• YOUR INSTRUCTIONS: Copy all the records below, changing every "keypoint" to "marker" and leaving everything else unchanged.

★ ★ ★

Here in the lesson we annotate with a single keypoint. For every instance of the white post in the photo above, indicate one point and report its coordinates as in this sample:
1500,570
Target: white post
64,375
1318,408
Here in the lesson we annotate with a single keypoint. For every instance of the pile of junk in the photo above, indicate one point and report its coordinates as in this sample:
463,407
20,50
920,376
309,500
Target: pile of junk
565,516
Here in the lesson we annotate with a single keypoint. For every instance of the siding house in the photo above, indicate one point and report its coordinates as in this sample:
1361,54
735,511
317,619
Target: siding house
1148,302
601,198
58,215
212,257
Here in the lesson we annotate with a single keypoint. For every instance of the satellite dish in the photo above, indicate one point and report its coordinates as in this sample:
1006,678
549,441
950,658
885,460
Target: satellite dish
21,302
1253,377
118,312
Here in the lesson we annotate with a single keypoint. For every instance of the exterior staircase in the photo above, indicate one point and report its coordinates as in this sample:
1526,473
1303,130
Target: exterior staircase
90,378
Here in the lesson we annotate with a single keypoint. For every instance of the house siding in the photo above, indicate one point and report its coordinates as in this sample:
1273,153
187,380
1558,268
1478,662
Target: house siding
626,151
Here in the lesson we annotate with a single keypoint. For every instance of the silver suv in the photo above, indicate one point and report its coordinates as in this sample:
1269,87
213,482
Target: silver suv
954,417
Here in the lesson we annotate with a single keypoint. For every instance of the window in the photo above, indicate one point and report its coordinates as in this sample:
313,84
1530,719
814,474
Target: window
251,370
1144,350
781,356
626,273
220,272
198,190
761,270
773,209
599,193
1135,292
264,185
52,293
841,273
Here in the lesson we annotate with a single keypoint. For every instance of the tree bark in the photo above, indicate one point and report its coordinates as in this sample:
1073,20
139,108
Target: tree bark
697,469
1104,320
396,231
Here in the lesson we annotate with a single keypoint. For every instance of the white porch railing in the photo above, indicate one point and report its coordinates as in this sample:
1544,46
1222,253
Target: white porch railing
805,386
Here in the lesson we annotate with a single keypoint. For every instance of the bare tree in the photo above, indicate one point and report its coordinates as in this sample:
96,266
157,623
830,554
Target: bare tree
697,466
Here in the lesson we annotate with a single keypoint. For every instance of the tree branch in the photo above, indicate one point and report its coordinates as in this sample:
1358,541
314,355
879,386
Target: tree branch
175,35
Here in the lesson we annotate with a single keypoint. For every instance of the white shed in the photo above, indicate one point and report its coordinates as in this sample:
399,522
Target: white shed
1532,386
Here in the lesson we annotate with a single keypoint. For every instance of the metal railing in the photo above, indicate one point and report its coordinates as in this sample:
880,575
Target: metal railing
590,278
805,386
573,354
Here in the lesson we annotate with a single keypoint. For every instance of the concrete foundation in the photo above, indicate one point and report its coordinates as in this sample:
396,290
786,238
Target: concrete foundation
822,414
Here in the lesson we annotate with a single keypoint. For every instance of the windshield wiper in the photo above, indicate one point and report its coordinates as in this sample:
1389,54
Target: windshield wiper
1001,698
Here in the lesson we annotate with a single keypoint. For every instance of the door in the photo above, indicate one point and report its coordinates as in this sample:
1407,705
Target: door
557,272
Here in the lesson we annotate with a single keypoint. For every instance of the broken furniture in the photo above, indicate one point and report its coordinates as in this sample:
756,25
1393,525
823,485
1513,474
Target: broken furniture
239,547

★ ★ ★

• EXERCISE OUTPUT:
Here in the lesson we annotate with a single marker. For every instance of the white post in the photo above, indicate one point and report its coordinates as in this sample:
1500,570
Target: white post
64,375
1318,408
Here in the lesson we annotate with a single marker. For every instance of the pile of junk in the photo above, indicate one point and report its coordinates as in this sample:
463,407
20,50
920,376
309,500
Target: pile of junk
565,516
Here in the lesson we annotate with a single marker. For every instance of the siding house in the photo above, indicate one point and report its coordinates as in this sample:
1361,54
735,511
317,619
Target: siding house
1148,302
601,198
58,215
212,257
Here in the lesson we annotate with a single marker. For every instance of the satellite dish in the photo above, indicate one point and report its coordinates as in this sample:
1006,678
549,441
950,658
885,460
Target: satellite dish
21,302
1253,377
118,312
Here in the lesson we annotate with a single marker. For every instance of the exterior staircase in the photo above, indicate one point and report its coordinates as in this sample:
1526,473
1303,130
Target: exterior staircase
90,378
Here in the lesson we annotate with a single marker. For every instance of the house siding in the photo above, indicate one point and report its coordinates as in this sample:
1273,153
187,380
1558,268
1478,662
Target: house siding
626,151
Here in the lesson we annotate with a single marker. For every instance of the silver suv in the photo above, indicate one point and report its coordinates as in this sample:
1269,87
213,482
Target: silver suv
954,417
Here in the lesson we annotate with a single marker. For every instance of the window in the photo above, indicate one point and report its coordinates as in this sample:
313,84
1530,719
814,474
Target: window
251,370
1144,350
781,356
626,273
220,272
198,190
761,270
773,209
599,193
1135,292
264,185
52,293
841,273
Here in the lesson we annotate with a single marker. For every instance of the tree bark in the photo above, indicate one point and report its coordinates as in this sample:
1073,20
139,108
Target: tree bark
697,469
1104,320
396,231
Here in the lesson we annotate with a single marker. For every instance of the white porch railing in the photo above, indicate one point and report its coordinates as in this sample:
1544,46
1222,253
Target: white porch railing
805,386
Here in the lesson we annotate with a single marker. For every instance of the bare tree in the photo above, indicate one point and report its coordinates as in this sample:
96,266
157,623
830,554
Target: bare tree
697,466
Here in the lesson we annotate with a single marker. For every instance of the tree branch in the photo above, indicate one point and report its coordinates as in this sample:
1358,541
314,355
879,386
Target: tree branch
175,35
Here in the lesson we annotate with a single marker. For every instance of the white shed in the photo above, indicate one point and report its coordinates as in this sample:
399,522
Target: white shed
1532,386
Here in the lesson we annotate with a single marker. For every instance of the metal railing in the photo above, indicate one point and report its coordinates as in this sample:
880,575
Target: metal railing
590,278
805,386
573,354
Here in the lesson we annotate with a single marker. For every instance of the concrete foundation in the photo above, indicate one point and report its coordinates as in this sample:
396,290
786,238
Target: concrete foundation
822,414
Here in the lesson we annotate with a single marker. For every instance of the windshield wiper in the photo above, indicate one point and report its coordinates as in this sample:
1389,54
Target: windshield wiper
1001,698
Here in the lesson we annotate with a single marker. For every instance of the door in the photo above, indicate one point and report its coordinates as in this sample:
1407,705
Target: door
557,272
Here in the lesson we annotate with a single marker. For every instance of the broken furniture in the photo above, indicate one point and report its coordinates as in this sample:
756,25
1393,525
823,485
1513,474
Target: broken furniture
239,547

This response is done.